I’m a massive fan of eighteenth century novels – and by that I mean both books set in the eighteenth century and also written back then too. This love goes back a LONG looong way and was crowned by my choosing to write a comparison of Richardson’s Clarissa and Laclos’ Les Liaisons Dangereuses for my A Level English Literature long essay – an immense undertaking that really ought to have scared the bejesus out of me if I hadn’t been such a cocky little so and so at the time. Let’s not even go into my choices for my GCSE English Literature long essay (oh go on, let’s – I did a comparison of A Tale of Two Cities, Les Dieux ont Soif by Anatole France and The Wanderer by Frances Burney as different depictions of the French Revolution and its aftermath. Erk.)
Anyway, eighteenth century fiction and me go back a LONG way and I’m really happy about that, although every now and again, I wish that more books set during this fascinating and rather glamorous period would come out as opposed to yet more Tudor offerings. It’s not all bad though as I just DEVOURED the brilliant Mistress of My Fate by Hallie Rubenhold, which is a superb evocation of a Georgian good time girl adrift in the licentious world of 1790s London.

= Exercise requirements =
Please rewrite the post on eighteenth-century novels from the words "Anyway, eighteenth century" through "of 1790s London.", putting "Stuart" in place of "Tudor". The rows after this point are separate material with no connection to the post on eighteenth-century novels.

= Information supplied =
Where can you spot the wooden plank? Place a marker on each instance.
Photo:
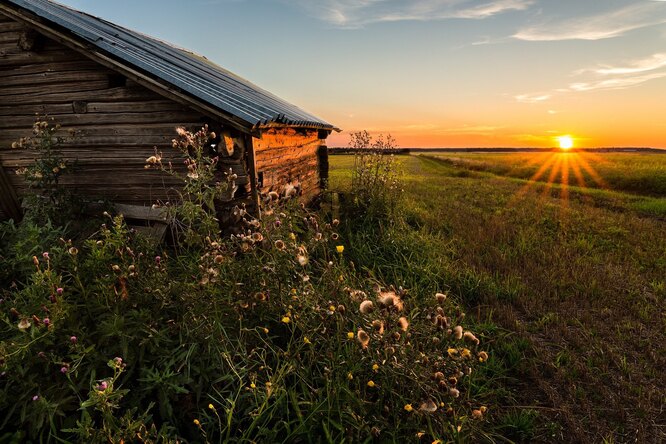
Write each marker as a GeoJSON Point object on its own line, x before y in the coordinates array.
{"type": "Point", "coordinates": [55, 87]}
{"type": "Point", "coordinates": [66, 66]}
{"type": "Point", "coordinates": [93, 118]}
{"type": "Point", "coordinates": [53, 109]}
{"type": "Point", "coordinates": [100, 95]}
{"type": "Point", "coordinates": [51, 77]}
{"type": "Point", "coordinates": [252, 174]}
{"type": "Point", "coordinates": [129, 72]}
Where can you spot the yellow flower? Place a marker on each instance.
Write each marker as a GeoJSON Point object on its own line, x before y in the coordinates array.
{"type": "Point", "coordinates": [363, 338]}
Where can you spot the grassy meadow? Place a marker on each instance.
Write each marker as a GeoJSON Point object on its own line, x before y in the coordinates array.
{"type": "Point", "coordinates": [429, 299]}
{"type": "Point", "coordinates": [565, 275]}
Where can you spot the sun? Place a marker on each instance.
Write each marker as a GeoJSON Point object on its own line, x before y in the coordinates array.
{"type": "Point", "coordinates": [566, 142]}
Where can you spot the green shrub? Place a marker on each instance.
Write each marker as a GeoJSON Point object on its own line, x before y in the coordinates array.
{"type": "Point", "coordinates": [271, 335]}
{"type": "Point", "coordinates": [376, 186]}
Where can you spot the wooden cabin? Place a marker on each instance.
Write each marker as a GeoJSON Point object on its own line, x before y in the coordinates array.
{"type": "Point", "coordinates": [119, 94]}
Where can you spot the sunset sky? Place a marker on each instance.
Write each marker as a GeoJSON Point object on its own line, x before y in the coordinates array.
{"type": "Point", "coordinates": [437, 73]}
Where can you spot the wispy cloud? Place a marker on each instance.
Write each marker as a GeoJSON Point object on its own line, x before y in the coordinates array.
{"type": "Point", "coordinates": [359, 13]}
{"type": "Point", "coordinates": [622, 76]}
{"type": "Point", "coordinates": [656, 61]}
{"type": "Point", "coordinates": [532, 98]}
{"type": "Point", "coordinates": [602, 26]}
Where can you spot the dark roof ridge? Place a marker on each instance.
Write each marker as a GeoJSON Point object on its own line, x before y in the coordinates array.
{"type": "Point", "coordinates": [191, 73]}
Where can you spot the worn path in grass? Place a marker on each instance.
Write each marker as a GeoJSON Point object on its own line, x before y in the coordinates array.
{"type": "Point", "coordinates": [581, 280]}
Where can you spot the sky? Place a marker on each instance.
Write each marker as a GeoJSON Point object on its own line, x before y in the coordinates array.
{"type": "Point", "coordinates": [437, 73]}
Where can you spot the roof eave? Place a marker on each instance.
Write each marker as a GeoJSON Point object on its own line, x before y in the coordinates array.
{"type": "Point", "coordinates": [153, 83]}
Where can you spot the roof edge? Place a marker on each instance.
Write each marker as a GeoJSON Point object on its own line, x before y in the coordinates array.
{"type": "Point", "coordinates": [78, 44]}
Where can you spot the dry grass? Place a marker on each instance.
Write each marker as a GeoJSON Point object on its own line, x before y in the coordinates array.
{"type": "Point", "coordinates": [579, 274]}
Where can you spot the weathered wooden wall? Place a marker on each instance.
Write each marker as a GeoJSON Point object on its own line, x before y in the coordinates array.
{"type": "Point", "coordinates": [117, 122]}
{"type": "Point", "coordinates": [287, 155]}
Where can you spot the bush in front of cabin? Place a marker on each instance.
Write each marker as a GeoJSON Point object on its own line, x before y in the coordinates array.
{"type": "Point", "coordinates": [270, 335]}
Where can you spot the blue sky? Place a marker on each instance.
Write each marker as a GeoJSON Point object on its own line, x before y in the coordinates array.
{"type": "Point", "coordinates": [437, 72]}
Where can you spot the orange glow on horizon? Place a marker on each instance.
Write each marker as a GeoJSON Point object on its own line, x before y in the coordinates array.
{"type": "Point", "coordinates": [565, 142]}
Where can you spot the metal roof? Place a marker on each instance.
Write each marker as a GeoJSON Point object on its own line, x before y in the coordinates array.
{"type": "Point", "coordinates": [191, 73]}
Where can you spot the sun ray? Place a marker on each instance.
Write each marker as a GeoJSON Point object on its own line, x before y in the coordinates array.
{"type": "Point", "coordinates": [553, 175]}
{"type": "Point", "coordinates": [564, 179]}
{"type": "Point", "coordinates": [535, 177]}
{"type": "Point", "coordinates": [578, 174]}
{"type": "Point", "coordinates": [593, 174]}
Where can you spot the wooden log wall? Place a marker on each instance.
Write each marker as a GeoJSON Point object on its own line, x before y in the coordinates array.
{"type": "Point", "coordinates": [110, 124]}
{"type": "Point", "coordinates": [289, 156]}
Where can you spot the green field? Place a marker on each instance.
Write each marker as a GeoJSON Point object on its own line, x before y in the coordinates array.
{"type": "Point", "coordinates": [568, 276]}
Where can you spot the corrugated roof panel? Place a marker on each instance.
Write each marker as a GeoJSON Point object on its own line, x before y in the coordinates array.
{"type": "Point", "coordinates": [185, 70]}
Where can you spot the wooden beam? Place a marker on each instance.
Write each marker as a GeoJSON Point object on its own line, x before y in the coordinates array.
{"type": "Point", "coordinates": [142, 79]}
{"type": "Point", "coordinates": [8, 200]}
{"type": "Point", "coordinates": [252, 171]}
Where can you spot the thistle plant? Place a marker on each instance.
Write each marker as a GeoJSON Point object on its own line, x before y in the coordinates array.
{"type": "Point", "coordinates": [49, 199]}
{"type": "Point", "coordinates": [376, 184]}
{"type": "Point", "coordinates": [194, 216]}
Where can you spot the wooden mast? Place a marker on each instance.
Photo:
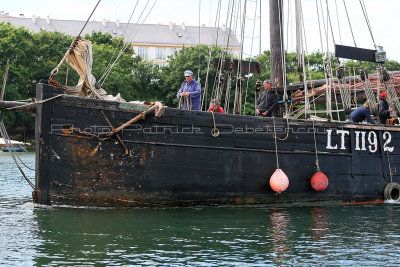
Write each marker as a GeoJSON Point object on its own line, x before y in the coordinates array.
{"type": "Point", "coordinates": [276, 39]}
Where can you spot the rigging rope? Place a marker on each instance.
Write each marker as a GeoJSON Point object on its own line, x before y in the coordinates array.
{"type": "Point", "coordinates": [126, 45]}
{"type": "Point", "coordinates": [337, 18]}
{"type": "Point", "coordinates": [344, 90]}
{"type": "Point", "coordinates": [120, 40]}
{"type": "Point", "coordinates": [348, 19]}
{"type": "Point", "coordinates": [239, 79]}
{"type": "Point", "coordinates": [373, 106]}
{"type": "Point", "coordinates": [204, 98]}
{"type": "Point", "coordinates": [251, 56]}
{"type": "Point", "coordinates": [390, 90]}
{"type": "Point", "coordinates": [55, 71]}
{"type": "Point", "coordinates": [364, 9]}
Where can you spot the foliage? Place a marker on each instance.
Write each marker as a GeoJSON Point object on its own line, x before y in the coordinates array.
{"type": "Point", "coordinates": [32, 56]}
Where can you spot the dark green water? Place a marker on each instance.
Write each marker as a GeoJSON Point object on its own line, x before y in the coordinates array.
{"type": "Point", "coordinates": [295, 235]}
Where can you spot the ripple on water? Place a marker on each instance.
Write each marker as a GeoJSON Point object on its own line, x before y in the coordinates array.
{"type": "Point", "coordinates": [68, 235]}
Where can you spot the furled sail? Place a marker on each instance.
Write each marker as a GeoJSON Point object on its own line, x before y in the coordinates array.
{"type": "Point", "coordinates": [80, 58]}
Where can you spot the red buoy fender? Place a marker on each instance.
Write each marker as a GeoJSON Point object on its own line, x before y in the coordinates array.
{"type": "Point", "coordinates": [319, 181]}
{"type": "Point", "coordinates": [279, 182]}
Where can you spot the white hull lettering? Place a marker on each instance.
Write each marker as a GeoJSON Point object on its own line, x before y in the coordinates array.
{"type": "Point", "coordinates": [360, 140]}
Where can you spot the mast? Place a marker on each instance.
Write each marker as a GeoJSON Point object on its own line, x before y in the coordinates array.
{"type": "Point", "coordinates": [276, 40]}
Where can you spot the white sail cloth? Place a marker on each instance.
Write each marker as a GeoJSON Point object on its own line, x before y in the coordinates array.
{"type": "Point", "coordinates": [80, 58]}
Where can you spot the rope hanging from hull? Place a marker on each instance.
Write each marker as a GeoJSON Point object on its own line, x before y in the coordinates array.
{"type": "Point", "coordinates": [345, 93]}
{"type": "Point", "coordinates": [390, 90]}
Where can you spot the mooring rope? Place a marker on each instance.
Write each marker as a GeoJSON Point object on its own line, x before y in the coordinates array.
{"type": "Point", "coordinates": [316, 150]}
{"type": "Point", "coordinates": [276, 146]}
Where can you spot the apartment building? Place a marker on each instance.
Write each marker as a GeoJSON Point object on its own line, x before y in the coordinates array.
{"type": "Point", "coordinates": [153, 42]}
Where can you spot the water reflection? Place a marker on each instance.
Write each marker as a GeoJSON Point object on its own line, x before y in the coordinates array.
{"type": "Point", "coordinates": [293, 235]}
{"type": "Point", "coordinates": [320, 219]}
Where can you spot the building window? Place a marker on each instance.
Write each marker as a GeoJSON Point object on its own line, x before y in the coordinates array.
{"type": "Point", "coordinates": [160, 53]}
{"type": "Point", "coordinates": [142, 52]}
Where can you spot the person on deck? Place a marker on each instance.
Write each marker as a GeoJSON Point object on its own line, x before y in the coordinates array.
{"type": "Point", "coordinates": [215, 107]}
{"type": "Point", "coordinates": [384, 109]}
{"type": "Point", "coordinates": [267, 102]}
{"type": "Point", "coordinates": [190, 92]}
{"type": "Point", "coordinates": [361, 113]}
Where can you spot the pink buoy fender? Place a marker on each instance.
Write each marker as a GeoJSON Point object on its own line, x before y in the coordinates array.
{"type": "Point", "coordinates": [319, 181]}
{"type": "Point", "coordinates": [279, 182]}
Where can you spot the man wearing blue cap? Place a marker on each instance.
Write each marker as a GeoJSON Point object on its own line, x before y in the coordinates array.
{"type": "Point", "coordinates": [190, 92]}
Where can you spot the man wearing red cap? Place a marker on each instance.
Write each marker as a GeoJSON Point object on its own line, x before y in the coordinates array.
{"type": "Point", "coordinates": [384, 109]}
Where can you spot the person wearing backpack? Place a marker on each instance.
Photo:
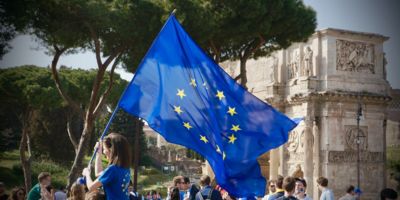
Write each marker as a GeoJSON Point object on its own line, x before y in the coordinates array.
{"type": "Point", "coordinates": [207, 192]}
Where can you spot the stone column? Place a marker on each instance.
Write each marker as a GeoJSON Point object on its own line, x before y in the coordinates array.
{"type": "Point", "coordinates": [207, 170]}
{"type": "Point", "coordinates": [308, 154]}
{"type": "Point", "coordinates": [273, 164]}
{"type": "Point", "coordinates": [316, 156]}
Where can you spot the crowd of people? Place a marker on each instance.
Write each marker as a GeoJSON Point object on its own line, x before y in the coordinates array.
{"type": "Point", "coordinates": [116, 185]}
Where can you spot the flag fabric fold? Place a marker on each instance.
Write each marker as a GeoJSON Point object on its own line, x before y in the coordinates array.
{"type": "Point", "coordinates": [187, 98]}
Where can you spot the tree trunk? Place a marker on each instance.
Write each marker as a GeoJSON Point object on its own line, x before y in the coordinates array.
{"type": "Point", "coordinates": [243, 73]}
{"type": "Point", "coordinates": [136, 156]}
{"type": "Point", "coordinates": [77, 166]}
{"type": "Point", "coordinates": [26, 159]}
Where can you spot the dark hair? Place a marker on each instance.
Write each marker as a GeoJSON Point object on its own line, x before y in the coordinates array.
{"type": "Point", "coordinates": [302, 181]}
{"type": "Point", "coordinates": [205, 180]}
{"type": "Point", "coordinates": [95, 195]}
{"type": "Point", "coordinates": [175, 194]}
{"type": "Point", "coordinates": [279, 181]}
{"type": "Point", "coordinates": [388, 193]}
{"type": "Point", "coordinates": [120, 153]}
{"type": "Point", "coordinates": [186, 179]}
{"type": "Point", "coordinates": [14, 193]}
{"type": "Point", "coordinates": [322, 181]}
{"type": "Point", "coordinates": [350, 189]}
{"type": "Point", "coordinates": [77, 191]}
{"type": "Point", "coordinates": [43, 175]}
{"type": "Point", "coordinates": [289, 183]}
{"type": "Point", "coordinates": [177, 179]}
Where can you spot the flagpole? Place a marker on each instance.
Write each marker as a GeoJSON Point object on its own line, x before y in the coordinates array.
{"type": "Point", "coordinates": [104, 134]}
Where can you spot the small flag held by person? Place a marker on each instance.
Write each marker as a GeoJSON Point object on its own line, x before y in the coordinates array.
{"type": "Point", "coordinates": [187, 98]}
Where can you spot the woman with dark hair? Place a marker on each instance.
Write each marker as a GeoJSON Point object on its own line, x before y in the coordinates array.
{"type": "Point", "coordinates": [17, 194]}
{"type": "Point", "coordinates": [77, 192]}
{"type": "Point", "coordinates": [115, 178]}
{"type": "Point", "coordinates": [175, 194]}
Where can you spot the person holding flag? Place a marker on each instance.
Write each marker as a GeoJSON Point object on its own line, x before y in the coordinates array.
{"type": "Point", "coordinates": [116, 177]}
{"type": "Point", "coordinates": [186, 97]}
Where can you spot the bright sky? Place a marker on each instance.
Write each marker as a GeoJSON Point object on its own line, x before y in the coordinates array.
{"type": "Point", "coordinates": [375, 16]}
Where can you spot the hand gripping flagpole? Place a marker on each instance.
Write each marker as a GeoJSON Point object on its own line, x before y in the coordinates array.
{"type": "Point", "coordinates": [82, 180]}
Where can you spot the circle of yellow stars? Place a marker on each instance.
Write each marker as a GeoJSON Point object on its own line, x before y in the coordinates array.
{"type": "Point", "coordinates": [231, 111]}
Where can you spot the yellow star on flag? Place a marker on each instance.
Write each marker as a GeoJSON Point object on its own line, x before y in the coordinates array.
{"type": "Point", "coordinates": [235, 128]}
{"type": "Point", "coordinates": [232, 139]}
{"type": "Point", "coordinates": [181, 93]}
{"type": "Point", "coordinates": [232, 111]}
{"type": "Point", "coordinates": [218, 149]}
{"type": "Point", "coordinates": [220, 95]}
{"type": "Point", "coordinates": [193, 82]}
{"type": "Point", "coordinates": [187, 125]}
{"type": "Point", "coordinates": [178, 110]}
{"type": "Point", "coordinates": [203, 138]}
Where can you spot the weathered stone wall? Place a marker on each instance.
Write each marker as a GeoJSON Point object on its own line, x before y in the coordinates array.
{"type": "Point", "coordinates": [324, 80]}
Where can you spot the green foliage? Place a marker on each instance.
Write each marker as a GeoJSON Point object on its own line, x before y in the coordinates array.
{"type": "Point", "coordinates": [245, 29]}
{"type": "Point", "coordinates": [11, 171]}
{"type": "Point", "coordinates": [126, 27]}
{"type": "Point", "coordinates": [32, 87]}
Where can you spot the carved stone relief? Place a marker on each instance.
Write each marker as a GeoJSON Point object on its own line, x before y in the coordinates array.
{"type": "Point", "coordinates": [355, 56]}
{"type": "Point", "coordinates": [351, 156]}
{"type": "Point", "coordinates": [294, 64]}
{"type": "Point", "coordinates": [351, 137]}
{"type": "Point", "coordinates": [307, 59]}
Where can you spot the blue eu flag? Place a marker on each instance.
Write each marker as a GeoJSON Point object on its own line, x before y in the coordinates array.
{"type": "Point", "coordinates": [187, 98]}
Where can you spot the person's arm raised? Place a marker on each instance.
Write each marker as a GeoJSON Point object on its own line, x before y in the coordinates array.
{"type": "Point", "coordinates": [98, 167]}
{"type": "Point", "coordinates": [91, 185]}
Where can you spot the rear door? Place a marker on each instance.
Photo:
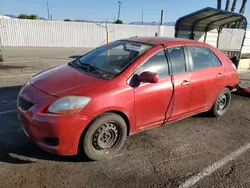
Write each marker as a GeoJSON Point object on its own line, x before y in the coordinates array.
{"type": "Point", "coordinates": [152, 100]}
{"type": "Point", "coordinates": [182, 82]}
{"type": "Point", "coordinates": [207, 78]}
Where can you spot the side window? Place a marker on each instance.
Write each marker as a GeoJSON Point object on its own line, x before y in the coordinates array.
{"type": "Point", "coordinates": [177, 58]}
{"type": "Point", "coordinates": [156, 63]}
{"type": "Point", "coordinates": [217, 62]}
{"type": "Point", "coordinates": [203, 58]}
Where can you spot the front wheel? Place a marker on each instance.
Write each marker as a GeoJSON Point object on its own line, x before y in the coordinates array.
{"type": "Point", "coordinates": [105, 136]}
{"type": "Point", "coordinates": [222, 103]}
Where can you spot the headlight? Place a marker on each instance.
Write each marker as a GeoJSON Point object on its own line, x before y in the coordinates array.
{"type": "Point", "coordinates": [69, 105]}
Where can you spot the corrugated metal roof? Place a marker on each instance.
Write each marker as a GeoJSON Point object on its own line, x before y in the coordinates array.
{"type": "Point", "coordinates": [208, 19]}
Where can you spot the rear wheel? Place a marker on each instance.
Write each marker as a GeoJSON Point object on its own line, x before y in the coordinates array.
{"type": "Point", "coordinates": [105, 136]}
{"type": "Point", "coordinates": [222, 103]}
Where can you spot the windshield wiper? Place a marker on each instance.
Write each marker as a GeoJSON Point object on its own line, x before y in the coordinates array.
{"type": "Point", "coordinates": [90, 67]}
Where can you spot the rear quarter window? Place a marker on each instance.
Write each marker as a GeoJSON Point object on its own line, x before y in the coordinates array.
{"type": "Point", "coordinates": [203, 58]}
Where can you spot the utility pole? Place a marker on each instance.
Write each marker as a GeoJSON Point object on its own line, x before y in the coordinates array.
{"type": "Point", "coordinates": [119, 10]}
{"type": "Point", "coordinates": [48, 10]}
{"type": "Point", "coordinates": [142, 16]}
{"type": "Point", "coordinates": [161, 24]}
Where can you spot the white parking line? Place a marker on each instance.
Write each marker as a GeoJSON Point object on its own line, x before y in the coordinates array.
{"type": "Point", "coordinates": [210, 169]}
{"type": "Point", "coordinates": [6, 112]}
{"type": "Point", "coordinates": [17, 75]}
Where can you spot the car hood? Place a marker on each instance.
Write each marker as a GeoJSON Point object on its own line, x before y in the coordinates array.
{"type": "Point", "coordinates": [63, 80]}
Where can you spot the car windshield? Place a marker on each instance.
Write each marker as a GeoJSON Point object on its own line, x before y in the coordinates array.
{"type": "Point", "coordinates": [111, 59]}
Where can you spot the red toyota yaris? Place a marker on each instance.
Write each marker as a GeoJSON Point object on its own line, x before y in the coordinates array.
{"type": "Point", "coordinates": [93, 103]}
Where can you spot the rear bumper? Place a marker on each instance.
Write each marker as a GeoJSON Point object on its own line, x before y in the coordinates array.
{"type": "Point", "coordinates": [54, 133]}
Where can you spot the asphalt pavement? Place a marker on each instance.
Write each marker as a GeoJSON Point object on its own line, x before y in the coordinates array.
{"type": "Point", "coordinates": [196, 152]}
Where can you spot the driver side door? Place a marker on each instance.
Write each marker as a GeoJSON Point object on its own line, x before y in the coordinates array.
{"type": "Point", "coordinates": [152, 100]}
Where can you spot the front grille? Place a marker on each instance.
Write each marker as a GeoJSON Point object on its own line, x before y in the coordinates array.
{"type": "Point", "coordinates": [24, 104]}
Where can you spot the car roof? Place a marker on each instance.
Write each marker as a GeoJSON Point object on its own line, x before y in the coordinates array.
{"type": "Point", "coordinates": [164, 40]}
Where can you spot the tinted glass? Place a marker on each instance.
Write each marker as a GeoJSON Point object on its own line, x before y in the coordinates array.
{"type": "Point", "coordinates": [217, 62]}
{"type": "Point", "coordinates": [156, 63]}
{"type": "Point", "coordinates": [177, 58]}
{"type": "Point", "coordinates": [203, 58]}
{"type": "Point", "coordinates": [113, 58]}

= Answer to this exercise =
Anyway, eighteenth century fiction and me go back a LONG way and I’m really happy about that, although every now and again, I wish that more books set during this fascinating and rather glamorous period would come out as opposed to yet more Stuart offerings. It’s not all bad though as I just DEVOURED the brilliant Mistress of My Fate by Hallie Rubenhold, which is a superb evocation of a Georgian good time girl adrift in the licentious world of 1790s London.